__Passage__:
□ □ □

We are collecting biological data from blood and urine. Plasma concentrations of pro-inflammatory cytokines, including Interleukin-6 and Interferon-gamma, and chemokines, including C-X-C Motif Chemokine Ligands 1 and 9 and C-C Motif Chemokine Ligands 4 and 23 are measured by enzyme-linked immunosorbent assay. Additional inflammatory markers include C-Reactive Protein, Extracellular Newly Identified RAGE-Binding Protein, Matrix Metalloproteinase-7, and A Disintegrin and Metalloproteinase with Thrombospondin Motifs. Growth hormone also is measured given its immunomodulatory properties and role in metabolic and immune interaction [50]. Plasma vimentin, a structural protein released extracellularly by activated immune cells under inflammatory conditions [51], is being quantified. Serum 25-hydroxyvitamin D are measured as a marker of nutritional and immune status, given its established role in modulating innate and adaptive immunity [52]. Metabolomic profiling is conducted using gas chromatography–mass spectrometry to characterize a panel of approximately 40 steroid hormones, including cortisol and estradiol, providing insight into hypothalamic-pituitary-adrenal axis activity and broader endocrine function during the postpartum period. Epigenomic analyses are performed on peripheral blood mononuclear cells (PBMCs) and will include Reduced Representation Bisulfite Sequencing to assess genome-wide DNA methylation patterns, Assay for Transposase-Accessible Chromatin with sequencing to map chromatin accessibility, and Cleavage Under Targets and Release Using Nuclease to evaluate histone modifications and glucocorticoid receptor binding. Together, this multi-omics approach integrating proteomics, metabolomics, and epigenomics will enable the identification of biological signatures and mechanistic pathways linking chronic stress exposures to maternal health outcomes. Plasma is processed and stored at −80°C, whereas PBMCs are kept in liquid nitrogen for long-term stability. Urine samples also are stored at −80°C and will be analyzed for exposure to heavy metals and per- and polyfluoroalkyl substances.

□ □ □

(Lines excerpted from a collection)
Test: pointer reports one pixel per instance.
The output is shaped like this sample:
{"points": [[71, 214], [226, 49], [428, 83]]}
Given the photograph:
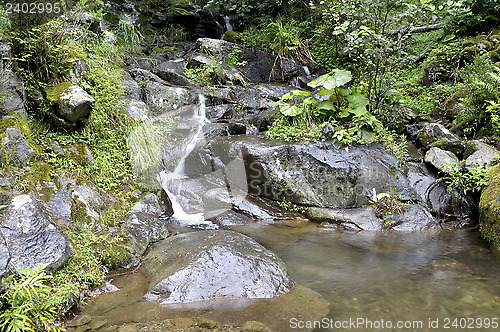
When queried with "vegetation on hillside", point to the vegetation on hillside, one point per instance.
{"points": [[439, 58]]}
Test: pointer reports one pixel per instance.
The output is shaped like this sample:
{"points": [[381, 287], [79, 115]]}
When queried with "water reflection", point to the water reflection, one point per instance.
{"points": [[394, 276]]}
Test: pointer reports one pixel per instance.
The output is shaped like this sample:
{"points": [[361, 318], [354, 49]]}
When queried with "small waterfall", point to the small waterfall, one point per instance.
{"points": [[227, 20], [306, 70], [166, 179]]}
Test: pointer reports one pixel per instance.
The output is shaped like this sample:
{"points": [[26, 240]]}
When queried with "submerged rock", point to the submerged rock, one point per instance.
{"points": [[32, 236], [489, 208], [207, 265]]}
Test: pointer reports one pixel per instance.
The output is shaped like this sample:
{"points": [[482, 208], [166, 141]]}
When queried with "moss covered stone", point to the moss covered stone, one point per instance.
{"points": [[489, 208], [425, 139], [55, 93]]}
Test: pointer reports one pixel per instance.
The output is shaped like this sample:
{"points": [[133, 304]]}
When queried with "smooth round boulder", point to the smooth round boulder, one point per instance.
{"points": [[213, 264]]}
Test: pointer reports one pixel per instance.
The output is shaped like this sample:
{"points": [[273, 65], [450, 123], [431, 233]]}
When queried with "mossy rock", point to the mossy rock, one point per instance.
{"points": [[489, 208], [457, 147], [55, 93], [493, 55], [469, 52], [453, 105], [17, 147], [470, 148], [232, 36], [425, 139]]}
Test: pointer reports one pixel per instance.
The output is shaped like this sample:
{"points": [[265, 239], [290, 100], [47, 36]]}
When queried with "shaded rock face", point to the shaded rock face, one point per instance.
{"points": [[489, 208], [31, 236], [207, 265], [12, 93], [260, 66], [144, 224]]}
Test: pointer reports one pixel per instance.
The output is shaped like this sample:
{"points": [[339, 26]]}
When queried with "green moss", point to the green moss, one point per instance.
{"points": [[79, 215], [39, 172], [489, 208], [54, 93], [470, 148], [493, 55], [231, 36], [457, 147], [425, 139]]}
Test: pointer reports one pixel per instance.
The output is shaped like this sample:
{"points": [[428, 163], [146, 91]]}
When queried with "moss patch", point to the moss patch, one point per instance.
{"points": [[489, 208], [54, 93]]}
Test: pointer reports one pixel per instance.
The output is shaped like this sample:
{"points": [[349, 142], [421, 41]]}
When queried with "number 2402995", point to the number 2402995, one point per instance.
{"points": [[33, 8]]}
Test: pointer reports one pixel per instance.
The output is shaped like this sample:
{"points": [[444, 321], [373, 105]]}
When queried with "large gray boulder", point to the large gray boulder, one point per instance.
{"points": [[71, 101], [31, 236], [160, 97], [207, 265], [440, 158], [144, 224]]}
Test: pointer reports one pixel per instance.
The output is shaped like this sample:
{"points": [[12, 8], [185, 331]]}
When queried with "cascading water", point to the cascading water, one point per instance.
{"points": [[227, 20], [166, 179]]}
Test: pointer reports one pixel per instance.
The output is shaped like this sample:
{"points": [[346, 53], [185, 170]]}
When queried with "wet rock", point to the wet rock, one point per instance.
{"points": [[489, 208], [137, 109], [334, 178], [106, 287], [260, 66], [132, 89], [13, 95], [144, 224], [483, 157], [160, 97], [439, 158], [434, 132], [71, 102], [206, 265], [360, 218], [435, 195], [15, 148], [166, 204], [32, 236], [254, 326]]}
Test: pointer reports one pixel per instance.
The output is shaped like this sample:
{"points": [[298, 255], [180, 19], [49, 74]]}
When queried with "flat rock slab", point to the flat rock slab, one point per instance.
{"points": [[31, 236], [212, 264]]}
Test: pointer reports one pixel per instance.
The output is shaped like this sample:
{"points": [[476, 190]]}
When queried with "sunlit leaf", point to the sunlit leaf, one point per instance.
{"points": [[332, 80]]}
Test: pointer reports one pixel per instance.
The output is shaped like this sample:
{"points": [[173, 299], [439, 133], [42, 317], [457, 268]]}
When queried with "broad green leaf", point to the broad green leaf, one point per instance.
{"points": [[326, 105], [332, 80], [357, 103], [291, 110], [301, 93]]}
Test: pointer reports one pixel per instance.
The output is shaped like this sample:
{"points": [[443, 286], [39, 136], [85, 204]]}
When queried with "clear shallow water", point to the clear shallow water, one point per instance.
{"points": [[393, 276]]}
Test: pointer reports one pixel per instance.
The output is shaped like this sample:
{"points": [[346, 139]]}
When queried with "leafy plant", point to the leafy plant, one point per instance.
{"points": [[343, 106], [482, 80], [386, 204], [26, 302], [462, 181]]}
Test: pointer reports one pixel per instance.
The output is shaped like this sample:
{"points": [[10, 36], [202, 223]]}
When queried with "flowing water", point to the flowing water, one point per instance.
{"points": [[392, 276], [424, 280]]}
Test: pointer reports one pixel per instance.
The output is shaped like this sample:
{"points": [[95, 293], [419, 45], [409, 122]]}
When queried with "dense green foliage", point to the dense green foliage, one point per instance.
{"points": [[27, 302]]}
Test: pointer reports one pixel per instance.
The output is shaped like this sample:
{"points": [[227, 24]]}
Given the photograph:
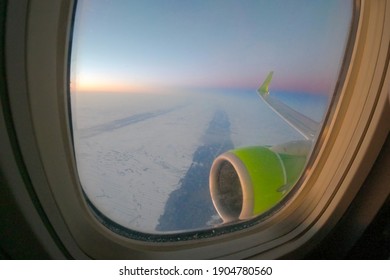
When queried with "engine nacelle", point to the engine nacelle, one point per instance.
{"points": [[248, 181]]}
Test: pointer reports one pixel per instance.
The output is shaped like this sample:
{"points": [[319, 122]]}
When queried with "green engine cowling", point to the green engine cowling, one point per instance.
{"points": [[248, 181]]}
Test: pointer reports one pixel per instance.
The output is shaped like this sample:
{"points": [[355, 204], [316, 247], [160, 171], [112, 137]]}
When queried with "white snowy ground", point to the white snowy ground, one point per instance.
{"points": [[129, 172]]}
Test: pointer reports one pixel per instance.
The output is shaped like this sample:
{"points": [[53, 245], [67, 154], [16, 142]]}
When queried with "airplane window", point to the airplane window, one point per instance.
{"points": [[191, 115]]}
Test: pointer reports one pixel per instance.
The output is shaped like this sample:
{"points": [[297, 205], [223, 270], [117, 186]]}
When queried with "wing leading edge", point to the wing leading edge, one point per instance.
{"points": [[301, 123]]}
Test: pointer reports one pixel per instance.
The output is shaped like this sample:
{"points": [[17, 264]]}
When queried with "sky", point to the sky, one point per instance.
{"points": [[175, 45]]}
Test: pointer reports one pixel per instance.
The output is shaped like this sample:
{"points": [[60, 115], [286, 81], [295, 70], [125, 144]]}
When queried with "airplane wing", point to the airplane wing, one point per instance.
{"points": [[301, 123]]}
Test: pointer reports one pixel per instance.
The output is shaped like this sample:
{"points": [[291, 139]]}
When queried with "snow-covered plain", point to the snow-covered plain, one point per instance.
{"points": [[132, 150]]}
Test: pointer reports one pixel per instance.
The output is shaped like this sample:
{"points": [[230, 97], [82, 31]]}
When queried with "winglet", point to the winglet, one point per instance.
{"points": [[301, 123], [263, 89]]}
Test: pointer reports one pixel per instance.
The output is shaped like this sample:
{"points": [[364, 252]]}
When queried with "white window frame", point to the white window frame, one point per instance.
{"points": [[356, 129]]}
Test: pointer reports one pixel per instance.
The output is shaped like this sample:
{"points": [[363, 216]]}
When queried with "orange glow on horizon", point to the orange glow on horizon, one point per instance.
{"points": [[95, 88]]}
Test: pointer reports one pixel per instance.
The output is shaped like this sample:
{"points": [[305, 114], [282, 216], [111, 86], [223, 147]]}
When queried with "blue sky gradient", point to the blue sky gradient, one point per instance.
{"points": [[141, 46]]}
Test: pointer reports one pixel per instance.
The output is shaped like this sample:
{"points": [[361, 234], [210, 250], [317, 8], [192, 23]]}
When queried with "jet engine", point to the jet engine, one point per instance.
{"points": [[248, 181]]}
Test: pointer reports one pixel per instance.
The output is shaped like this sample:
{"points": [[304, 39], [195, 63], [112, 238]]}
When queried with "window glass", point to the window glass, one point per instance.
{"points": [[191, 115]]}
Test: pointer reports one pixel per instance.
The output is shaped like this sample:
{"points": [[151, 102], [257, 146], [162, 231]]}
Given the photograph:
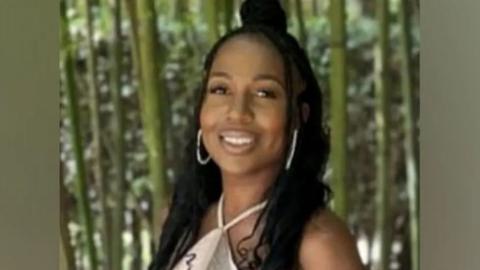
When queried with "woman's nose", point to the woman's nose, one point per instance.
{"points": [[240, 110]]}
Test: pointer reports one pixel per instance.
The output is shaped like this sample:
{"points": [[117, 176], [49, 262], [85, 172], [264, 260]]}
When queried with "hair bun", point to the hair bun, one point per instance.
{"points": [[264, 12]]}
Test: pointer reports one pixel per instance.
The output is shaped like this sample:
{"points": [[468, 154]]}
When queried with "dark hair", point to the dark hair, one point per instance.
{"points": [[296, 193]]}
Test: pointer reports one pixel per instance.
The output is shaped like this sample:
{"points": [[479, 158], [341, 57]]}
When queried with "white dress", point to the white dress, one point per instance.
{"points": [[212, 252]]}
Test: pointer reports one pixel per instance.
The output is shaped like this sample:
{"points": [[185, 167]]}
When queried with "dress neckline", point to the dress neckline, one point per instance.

□ □ □

__Work order A__: In the passage on blood and urine samples, which method is used to profile the roughly 40 steroid hormones?
__Work order B__: Extend the passage on blood and urine samples, starting after its last sentence.

__Answer section A__: Gas chromatography–mass spectrometry.

__Answer section B__:
Clinical data.
The research team will abstract clinical data from the UI Health EHR for all consented participants. The EHR data abstraction will include two years prior to delivery through 12 months postpartum to capture clinical data prior, during, and post pregnancy. Data will include healthcare utilization (e.g., number of prenatal and postpartum visits, hospitalizations, and emergency department visits); laboratory results (e.g., hemoglobin A1c, complete blood counts, glycosylated hemoglobin, and comprehensive metabolic panel); vital signs, biometric measures, physical health conditions (e.g., high blood pressure and diabetes); mental health conditions (e.g., depression and anxiety); and birth outcomes and indicators (e.g., gestational age, birth weight, mode of delivery).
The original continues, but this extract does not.